▶ **WRITTEN EXERCISE**: Please copy out the stretch of data from the line that contains "Where can you spot the croatia" through the line that contains "column 253, row 338", both ends included, reproducing each line without any change.
***** DATA LISTING *****
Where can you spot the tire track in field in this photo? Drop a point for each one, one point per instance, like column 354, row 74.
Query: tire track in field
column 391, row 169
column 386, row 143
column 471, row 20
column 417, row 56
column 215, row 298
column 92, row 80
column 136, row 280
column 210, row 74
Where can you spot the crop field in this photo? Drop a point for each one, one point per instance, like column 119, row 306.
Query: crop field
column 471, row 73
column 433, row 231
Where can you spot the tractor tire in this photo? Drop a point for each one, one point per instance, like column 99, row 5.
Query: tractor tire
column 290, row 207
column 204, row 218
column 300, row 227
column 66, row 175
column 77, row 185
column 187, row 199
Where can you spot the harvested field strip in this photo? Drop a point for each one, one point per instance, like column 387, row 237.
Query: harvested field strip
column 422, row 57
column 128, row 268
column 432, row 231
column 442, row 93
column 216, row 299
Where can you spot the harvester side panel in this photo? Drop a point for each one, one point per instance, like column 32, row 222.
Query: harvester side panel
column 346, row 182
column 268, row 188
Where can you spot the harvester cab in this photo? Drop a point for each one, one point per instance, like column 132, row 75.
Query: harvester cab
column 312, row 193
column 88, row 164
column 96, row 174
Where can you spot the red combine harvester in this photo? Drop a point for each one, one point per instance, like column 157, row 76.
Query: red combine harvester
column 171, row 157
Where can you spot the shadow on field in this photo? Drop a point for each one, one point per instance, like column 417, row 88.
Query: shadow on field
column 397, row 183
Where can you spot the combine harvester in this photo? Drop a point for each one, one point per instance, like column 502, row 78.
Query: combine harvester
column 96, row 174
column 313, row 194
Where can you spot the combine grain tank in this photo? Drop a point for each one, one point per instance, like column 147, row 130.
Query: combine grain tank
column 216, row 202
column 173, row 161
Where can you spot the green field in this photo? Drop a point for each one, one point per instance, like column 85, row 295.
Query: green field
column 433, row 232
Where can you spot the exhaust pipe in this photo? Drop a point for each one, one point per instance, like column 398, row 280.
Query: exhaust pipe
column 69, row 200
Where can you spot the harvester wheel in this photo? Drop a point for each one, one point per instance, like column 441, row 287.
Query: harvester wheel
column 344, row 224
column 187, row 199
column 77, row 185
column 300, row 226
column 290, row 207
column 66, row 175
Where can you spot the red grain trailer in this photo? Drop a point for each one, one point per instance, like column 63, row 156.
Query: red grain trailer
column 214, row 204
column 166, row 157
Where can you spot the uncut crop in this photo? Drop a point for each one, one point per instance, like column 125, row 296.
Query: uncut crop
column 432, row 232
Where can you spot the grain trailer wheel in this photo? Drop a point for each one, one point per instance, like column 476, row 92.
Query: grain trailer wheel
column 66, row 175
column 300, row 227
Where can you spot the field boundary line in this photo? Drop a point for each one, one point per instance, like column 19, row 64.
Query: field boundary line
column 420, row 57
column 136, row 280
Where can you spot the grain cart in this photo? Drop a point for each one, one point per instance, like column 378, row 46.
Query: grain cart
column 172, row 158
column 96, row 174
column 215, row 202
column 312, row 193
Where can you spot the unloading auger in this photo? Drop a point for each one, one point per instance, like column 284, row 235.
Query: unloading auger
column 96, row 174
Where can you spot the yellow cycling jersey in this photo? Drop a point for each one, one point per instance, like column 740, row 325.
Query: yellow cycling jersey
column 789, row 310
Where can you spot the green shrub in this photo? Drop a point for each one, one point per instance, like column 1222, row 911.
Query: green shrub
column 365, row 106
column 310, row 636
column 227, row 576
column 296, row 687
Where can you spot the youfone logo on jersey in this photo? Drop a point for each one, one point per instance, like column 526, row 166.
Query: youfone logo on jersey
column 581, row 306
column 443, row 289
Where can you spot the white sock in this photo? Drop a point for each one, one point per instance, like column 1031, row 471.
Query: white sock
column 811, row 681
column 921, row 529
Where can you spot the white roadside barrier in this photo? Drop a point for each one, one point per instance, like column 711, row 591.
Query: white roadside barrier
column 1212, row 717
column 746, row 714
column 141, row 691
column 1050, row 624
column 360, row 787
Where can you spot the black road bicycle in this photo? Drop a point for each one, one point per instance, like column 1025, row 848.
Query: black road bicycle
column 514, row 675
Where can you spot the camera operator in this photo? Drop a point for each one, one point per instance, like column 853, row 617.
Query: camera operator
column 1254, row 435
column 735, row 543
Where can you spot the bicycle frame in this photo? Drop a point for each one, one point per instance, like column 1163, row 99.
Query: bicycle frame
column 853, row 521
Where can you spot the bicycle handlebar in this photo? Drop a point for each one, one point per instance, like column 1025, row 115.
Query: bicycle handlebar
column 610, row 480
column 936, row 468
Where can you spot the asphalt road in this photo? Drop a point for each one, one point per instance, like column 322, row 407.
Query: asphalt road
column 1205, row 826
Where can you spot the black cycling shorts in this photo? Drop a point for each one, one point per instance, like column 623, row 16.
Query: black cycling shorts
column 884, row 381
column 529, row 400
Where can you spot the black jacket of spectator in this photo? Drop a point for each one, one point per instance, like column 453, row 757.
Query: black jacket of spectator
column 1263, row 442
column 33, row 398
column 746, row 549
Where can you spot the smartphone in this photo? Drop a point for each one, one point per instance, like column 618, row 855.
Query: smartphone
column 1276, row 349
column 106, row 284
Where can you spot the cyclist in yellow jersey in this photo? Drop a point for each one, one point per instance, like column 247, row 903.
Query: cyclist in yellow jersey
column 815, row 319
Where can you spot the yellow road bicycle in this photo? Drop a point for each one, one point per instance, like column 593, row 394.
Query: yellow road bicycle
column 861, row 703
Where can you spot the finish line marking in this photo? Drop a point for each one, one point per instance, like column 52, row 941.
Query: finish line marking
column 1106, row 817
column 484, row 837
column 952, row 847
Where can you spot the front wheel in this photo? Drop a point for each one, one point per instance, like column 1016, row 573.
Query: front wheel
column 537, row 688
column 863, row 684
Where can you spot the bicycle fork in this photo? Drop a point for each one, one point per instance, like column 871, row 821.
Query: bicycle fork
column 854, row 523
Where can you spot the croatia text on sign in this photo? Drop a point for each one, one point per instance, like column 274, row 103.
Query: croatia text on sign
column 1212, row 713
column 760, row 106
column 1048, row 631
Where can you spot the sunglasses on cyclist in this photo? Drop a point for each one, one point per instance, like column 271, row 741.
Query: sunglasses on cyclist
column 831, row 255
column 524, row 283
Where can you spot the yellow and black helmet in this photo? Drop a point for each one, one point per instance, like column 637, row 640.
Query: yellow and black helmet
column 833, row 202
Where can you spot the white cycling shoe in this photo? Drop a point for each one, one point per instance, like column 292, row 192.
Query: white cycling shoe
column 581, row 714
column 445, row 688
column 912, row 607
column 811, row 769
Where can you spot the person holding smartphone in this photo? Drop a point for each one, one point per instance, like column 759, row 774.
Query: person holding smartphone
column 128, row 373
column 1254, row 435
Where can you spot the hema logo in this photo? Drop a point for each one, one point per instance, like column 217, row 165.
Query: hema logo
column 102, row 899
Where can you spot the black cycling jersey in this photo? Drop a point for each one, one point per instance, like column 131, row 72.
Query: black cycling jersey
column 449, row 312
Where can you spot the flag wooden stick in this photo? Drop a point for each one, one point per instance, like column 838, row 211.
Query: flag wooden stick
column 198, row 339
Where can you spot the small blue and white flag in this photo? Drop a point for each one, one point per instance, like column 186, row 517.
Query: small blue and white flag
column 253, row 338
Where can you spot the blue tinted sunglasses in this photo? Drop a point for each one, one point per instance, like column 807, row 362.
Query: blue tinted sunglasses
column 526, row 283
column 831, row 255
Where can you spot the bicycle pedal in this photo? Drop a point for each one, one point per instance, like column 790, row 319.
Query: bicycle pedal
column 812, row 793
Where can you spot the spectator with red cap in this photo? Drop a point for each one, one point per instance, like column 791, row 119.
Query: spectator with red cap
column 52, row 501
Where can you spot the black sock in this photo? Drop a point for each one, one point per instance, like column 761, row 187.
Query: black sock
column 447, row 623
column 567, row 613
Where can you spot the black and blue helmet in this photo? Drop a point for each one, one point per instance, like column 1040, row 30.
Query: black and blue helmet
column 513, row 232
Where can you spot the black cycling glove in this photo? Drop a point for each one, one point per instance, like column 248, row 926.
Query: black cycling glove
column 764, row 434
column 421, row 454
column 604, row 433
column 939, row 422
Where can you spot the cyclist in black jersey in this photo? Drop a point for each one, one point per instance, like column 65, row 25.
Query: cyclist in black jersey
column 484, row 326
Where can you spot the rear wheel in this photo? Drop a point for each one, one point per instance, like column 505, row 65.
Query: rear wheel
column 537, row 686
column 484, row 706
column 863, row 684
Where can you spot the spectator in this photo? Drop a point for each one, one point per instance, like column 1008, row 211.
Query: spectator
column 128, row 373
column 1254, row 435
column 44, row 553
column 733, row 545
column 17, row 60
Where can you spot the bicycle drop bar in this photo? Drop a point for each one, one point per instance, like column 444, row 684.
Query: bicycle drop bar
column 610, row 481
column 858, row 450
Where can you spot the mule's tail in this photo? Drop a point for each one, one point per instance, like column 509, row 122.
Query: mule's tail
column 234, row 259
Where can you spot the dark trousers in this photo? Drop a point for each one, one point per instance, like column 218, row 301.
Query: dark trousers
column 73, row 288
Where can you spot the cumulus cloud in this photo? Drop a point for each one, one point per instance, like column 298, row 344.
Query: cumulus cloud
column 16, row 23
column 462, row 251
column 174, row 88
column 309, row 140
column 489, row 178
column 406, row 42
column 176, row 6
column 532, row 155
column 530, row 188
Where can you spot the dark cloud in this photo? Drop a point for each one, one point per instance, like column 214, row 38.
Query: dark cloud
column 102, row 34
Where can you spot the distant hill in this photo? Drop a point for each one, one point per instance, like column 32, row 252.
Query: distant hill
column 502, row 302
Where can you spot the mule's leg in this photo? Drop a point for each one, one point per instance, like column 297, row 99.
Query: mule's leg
*****
▶ **RESPONSE**:
Where can you spot the croatia text on sign in this photo? Drop a point for each one, one point per instance, like column 274, row 103.
Query: croatia text on sign
column 1212, row 713
column 760, row 106
column 1048, row 631
Where can you spot the sunglasses on cyclist in this photo? Drop a point for each one, one point per instance, like column 271, row 741.
Query: sunglasses on cyclist
column 831, row 255
column 524, row 283
Where can you spot the yellow and black helmet in this photo? Drop a point for each one, one point per instance, like column 637, row 640.
Query: yellow and black helmet
column 833, row 202
Where can you spot the white cycling shoe in this photo? Drop a point for each one, one point per instance, like column 292, row 192.
Query: white cycling shoe
column 581, row 714
column 445, row 688
column 912, row 607
column 811, row 769
Where can you spot the person holding smartphone in this photo? Drop a point for each one, one point per instance, like column 759, row 774.
Query: person holding smartphone
column 128, row 373
column 1254, row 435
Where can you spot the hema logo in this photo? Drop a point for each one, one point per instance, like column 217, row 165.
Query: hema logo
column 102, row 899
Where can you spot the black cycling jersey in this photo? Drop a point for each one, one point per instance, like column 131, row 72.
Query: black cycling jersey
column 449, row 312
Where can you spot the flag wooden stick in this photo? Drop a point for each one, one point per instance, like column 838, row 211.
Query: flag wooden stick
column 198, row 339
Where can you spot the small blue and white flag in this photo? Drop a point for each one, one point per instance, like column 186, row 517.
Query: small blue and white flag
column 253, row 338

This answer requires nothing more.